So, why do you speak against the one country and people that have given so much to your family? True, the voters have not warmed up towards you in particular, but then honestly, that has more to do with you than them. You haven’t really been much of a politician in your life and it seems you don’t really want to be either, except when you are abroad. Yes, you did a Yatra but you had comfortable caravans to sleep in and your party to back you all the way, and to be fair what I heard from several sources was that it was more about your image than the Bharat Jodo part. I saw your face splashed alongside that of various ordinary Indians but it was always about you.

But the fact of this letter is that unlike Nehru, Indira, and Rajiv, your trips abroad lately seem to be all about how bad India is — No democracy, no freedom of the press, minorities being mistreated, etc. How can you forget the brutal killing of Sikhs in 1984 or the riots that took place year after year in several parts of India under Congress rule? If as you say the Dalits were mistreated in the 1980s, then you have to also say it was under the Congress Government.

And as far as the major minority in India is concerned, your party used Muslims mostly as a vote bank. I have heard several of them say this and they are from all walks of life. Can they all be wrong?

Perhaps, you don’t have the kind of passion for India as an Army Brat would. You see I have seen soldiers die of awful wounds in Army Hospitals- they and their families have given us a country where we can live safely, while they live for years in conditions that no army in the world lives in – at Siachen, Ladhak, Arunachal Pradesh, manning borders, some of which places I have been too. Many die in peacetime due to high altitude sickness or falling into ravines and freezing to death.

--------

Task objective
Sum up the letter above in two sentences. The rows are separate material and have no connection to the letter.

--------

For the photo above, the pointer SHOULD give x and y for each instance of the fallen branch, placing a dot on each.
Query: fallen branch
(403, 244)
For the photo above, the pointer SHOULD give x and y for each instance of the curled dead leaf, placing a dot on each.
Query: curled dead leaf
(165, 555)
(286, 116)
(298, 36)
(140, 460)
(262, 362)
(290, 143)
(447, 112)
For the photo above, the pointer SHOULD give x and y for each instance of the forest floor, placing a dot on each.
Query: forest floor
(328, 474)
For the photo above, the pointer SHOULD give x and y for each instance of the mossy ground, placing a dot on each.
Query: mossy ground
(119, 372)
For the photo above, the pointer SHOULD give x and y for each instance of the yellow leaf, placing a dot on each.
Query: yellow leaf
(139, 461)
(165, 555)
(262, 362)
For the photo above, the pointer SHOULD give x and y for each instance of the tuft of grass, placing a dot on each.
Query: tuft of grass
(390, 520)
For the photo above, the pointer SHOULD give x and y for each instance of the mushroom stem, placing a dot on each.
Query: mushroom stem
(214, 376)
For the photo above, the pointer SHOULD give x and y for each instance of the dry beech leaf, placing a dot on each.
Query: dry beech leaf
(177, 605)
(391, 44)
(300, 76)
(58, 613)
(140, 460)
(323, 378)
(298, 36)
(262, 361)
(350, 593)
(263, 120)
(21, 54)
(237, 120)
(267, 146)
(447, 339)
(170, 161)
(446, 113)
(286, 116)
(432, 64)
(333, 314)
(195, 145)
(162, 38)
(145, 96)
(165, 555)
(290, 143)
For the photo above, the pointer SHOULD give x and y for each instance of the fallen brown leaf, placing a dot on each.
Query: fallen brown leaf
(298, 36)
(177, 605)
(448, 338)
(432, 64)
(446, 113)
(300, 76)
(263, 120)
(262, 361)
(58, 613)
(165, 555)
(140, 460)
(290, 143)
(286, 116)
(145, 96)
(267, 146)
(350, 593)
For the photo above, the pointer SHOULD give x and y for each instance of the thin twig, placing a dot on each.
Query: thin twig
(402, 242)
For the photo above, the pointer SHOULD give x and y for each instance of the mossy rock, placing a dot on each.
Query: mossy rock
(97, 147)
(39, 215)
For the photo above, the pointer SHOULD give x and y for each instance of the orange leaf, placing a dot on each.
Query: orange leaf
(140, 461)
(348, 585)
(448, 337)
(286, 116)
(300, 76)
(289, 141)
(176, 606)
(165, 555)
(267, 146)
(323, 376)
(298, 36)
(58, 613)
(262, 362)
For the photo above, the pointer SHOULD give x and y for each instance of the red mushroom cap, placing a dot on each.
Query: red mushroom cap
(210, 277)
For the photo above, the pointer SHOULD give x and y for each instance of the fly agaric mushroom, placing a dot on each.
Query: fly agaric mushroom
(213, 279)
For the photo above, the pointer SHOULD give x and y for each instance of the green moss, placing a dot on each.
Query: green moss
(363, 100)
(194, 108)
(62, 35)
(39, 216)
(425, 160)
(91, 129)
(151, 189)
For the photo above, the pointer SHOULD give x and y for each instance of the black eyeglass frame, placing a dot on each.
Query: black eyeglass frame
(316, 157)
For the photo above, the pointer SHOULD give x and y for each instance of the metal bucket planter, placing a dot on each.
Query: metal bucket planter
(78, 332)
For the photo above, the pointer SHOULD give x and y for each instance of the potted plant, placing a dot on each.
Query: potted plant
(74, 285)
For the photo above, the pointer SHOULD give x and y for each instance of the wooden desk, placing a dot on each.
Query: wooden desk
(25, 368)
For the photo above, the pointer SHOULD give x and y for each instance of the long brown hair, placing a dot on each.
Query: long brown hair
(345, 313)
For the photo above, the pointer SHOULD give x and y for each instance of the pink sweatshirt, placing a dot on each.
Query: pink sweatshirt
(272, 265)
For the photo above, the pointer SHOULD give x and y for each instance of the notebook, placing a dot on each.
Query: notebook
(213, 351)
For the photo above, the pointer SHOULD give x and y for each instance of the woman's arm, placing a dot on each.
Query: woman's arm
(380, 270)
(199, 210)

--------

Exercise answer
The letter accuses its addressee of criticizing India on trips abroad, unlike Nehru, Indira, and Rajiv, and notes that the 1984 killing of Sikhs, repeated riots, and any mistreatment of Dalits in the 1980s took place under Congress rule. It also says the party used Muslims mostly as a vote bank and suggests the addressee lacks the passion for India of an Army Brat who has seen soldiers die defending the country's borders.